▶ WORK INSTRUCTION A
Answer these questions from the LPIR score abstract:
(i) How many participants were in the GOLDN study?
(ii) What correlation between HOMA-IR and the LPIR score is reported?
(iii) How many lipid species were tested for association with the LPIR score?
▶ WORK INSTRUCTION B
Edit the LPIR score abstract starting with "Background: The lipoprotein" and going on through "study (n = 980).", replacing "healthy adults" with "nondiabetic adults".
▶ WORK INSTRUCTION C
Pick up the LPIR score abstract where it stops and write the next part.

Background: The lipoprotein insulin resistance (LPIR) score was shown to predict insulin resistance (IR) and type 2 diabetes (T2D) in healthy adults. However, the molecular basis underlying the LPIR utility for classification remains unclear.
Objective: To identify small molecule lipids associated with variation in the LPIR score, a weighted index of lipoproteins measured by nuclear magnetic resonance, in the Genetics of Lipid Lowering Drugs and Diet Network (GOLDN) study (n = 980).
Methods: Linear mixed effects models were used to test the association between the LPIR score and 413 lipid species and their principal component analysis-derived groups. Significant associations were tested for replication with homeostatic model assessment-IR (HOMA-IR), a phenotype correlated with the LPIR score (r = 0.48, p < 0.001), in the Heredity and Phenotype Intervention (HAPI) Heart Study (n = 590).

▶ Point-per-instance localization data
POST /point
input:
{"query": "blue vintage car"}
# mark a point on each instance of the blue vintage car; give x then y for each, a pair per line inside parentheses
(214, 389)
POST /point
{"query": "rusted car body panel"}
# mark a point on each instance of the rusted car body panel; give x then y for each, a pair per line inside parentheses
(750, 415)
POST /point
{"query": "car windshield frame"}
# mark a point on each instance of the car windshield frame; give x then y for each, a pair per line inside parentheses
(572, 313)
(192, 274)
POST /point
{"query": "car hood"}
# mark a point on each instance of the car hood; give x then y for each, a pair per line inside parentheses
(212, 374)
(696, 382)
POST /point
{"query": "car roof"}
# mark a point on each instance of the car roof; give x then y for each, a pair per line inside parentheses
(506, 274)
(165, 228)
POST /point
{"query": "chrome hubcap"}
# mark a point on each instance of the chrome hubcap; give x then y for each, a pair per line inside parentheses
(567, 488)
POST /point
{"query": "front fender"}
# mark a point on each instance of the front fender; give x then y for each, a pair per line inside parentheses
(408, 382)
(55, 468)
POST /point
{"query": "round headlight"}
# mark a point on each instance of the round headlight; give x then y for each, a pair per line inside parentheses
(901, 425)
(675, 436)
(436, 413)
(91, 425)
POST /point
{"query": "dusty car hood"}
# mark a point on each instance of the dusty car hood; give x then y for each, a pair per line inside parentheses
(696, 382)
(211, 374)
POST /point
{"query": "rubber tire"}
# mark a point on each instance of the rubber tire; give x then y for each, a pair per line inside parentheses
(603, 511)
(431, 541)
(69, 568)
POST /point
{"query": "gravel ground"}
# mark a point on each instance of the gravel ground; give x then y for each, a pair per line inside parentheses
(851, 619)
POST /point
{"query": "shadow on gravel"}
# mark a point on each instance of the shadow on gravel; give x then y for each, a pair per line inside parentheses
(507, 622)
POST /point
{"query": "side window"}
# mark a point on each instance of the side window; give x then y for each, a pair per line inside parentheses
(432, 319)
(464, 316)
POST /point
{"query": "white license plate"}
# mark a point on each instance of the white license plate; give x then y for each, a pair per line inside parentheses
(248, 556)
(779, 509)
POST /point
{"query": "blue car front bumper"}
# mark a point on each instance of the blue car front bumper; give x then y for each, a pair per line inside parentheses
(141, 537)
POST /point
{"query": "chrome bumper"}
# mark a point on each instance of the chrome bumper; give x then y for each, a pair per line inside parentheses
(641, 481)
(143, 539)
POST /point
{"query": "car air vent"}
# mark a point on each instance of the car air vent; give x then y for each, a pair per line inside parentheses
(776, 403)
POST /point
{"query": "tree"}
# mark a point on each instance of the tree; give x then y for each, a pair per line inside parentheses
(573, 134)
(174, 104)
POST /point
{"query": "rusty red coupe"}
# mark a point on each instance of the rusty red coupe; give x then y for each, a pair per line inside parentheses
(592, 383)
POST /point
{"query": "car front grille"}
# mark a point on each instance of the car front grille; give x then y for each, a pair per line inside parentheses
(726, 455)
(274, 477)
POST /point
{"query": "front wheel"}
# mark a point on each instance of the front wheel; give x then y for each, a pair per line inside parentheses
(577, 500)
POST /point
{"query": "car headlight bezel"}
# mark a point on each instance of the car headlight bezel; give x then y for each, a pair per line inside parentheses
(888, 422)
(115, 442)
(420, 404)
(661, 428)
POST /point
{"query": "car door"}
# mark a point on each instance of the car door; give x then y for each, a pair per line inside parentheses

▶ EXERCISE OUTPUT A
(i) 980
(ii) r = 0.48 (p < 0.001)
(iii) 413

▶ EXERCISE OUTPUT B
Background: The lipoprotein insulin resistance (LPIR) score was shown to predict insulin resistance (IR) and type 2 diabetes (T2D) in nondiabetic adults. However, the molecular basis underlying the LPIR utility for classification remains unclear.
Objective: To identify small molecule lipids associated with variation in the LPIR score, a weighted index of lipoproteins measured by nuclear magnetic resonance, in the Genetics of Lipid Lowering Drugs and Diet Network (GOLDN) study (n = 980).

▶ EXERCISE OUTPUT C
Results: In GOLDN, 319 lipids were associated with the LPIR score (false discovery rate-adjusted p-values ranging from 4.59 × 10- 161 to 49.50 × 10- 3). Factors 1 (triglycerides and diglycerides/storage lipids) and 3 (mixed lipids) were positively (β = 0.025, p = 4.52 × 10- 71 and β = 0.021, p = 5.84 × 10- 41, respectively) and factor 2 (phospholipids/non-storage lipids) was inversely (β = - 0.013, p = 2.28 × 10- 18) associated with the LPIR score. These findings were replicated for HOMA-IR in the HAPI Heart Study (β = 0.10, p = 1.21 × 10- 02 for storage, β = - 0.13, p = 3.14 × 10- 04 for non-storage, and β = 0.19, p = 8.40 × 10- 07 for mixed lipids).
Conclusions: Non-storage lipidomics species show a significant inverse association with the LPIR metabolic dysfunction score and present a promising focus for future therapeutic and prevention studies.
Keywords: Diglyceride; GOLDN; Insulin resistance; Lipidomics; Lipids; Lipoprotein; Phospholipid; Triglyceride.